# SoCal Zer's time represnt the Z!!!



## Spongerider (Nov 18, 2002)

Every year Mani puts on a car meet which has turned into a car show of sort so if you like to look at all kinds of nice cars I suggest you sign up because you won't see so many different cars in one area like you will with this one. Oh ya it's free to attend. 

Link:
http://www.socalsportscars.com/viewtopic.php?t=20 

See ya there!!


----------



## morepower2 (Apr 19, 2002)

I'll be there!

Mike


----------



## Spongerider (Nov 18, 2002)

Now it's $8.00 for parking fee but still worth going.


----------



## Spongerider (Nov 18, 2002)

morepower2 said:


> *I'll be there!
> 
> Mike *


Hey Mike are you driving your Z or that stepchild Sentra of yours?


----------



## morepower2 (Apr 19, 2002)

SET TASKS:
a. Retype the stretch of the car meet thread from "Every year Mani" through "See ya there!!".
b. In the car meet thread, what reason does Spongerider give for suggesting that people sign up for Mani's meet? Answer in one to three sentences.

Records held in a dataset:
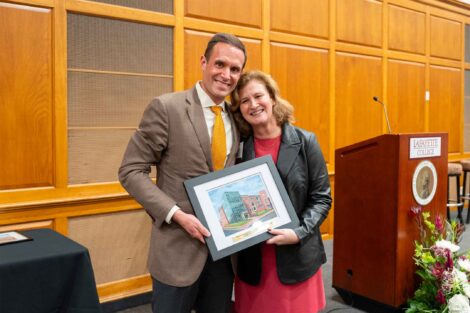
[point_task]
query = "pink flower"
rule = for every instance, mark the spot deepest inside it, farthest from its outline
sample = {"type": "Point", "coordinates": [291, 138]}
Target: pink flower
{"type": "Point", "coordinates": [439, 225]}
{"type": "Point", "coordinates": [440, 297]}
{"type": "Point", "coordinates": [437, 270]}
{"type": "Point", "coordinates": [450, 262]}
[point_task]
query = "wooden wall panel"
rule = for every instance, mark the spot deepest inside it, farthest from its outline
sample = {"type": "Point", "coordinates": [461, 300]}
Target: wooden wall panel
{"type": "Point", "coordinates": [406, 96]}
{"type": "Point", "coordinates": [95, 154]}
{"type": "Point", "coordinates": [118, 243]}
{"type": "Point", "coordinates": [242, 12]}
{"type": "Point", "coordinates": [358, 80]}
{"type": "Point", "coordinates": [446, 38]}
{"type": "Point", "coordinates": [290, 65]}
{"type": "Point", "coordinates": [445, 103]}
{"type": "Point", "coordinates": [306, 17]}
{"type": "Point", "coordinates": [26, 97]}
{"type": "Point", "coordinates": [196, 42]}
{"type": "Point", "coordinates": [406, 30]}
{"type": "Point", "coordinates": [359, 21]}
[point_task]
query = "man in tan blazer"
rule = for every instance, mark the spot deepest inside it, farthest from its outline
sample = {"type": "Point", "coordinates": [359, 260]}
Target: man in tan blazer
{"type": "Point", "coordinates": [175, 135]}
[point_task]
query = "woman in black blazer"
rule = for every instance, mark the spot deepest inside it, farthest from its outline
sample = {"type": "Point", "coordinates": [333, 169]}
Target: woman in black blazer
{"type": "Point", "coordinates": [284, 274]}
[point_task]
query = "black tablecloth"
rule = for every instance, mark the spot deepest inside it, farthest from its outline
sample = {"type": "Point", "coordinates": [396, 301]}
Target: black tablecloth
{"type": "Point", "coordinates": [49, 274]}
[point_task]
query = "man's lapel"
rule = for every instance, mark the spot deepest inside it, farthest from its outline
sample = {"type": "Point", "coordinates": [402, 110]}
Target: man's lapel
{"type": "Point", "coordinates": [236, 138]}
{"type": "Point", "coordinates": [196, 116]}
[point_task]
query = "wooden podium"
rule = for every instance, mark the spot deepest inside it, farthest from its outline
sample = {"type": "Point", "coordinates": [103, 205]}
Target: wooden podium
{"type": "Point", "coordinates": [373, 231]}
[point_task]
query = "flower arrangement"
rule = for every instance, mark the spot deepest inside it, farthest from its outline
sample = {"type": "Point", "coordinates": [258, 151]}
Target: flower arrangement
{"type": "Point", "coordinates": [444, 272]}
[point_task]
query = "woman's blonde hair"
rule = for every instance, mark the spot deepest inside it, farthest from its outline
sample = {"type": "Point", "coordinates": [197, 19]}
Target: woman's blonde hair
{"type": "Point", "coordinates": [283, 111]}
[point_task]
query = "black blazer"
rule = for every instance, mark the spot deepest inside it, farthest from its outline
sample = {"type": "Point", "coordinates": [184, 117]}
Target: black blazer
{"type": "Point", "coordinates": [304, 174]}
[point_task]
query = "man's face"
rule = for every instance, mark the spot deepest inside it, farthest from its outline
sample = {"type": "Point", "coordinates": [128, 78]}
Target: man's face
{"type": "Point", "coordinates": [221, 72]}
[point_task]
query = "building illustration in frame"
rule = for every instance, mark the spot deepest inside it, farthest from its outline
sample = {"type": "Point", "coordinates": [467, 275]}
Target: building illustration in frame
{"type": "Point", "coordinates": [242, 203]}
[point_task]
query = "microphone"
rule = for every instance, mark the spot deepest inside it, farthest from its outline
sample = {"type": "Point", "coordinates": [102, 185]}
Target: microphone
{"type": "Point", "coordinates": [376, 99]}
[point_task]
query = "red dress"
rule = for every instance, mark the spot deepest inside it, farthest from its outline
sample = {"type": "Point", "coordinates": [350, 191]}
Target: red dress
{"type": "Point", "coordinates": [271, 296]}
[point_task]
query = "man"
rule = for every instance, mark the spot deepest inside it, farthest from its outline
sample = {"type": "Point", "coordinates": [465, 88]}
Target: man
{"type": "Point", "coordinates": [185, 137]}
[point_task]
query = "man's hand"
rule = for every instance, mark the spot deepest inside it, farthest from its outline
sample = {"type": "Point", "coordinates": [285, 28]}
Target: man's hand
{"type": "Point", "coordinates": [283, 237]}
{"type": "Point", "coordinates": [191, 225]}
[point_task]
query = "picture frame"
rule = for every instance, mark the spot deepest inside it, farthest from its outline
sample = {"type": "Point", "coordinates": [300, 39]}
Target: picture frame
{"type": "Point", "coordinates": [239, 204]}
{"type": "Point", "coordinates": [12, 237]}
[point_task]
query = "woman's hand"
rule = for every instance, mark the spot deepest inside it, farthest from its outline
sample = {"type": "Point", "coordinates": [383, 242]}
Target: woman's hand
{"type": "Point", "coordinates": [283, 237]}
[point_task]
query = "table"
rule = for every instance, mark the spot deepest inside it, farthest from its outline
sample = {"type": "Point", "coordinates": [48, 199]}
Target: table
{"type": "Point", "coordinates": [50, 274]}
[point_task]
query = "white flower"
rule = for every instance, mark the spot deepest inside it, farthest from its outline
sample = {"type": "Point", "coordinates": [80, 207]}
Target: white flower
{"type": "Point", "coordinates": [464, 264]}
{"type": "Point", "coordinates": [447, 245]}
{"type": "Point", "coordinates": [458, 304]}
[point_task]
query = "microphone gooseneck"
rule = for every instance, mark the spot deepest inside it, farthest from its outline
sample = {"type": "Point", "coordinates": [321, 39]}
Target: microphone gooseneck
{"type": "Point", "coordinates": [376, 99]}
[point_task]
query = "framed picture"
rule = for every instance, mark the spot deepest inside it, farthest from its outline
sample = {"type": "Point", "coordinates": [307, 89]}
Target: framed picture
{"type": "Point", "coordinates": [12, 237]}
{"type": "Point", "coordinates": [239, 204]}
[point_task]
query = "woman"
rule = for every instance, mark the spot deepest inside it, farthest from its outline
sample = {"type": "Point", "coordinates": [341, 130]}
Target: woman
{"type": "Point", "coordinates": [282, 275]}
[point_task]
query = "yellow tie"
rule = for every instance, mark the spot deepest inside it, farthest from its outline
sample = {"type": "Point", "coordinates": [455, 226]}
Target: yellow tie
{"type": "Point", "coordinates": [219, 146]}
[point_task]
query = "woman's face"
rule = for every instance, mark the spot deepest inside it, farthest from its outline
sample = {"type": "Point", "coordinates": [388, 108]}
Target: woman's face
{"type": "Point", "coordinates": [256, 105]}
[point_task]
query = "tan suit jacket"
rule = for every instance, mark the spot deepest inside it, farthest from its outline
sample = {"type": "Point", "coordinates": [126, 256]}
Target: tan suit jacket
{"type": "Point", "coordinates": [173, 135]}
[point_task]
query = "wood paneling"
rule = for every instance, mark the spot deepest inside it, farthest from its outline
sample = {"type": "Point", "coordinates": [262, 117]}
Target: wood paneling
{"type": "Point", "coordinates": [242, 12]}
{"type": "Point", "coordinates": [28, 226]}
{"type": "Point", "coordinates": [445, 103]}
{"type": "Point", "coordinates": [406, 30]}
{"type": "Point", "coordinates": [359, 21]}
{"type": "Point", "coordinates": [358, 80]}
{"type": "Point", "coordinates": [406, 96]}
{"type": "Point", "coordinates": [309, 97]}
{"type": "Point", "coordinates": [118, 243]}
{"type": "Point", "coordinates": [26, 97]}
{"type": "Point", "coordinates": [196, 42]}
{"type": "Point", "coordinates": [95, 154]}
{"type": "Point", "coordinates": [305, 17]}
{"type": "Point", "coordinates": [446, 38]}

EXERCISE RESULTS:
a.
Every year Mani puts on a car meet which has turned into a car show of sort so if you like to look at all kinds of nice cars I suggest you sign up because you won't see so many different cars in one area like you will with this one. Oh ya it's free to attend. 

Link:
http://www.socalsportscars.com/viewtopic.php?t=20 

See ya there!!

b. Spongerider says you won't see so many different cars in one area as you will at this meet, which has turned into a car show of sorts.